_THE TASK_
Could you revise the data below so that "Spot" becomes "Locate" everywhere, with all else unchanged and the pictures left out of your answer?

Photo-based point labeling data
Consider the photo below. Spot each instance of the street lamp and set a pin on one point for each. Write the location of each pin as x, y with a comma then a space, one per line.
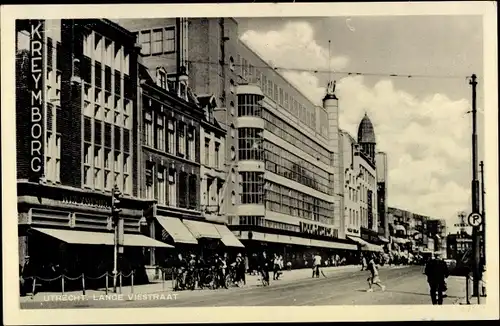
116, 197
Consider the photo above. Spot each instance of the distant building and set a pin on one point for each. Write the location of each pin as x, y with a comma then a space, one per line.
280, 152
457, 245
86, 139
359, 179
382, 182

_OUTPUT OF THE TASK_
Consider the photo below. Locate each instance of the street lamp and set a pin on one point for each. Write the location of each pin as x, y with a comma then a space, one per line.
116, 197
Consider the photo above. Locate each instance of the distant building and set a pin on one point for each. Write the location of each pin as x, y with a comma then a space, one per line.
280, 152
457, 245
86, 139
359, 179
382, 182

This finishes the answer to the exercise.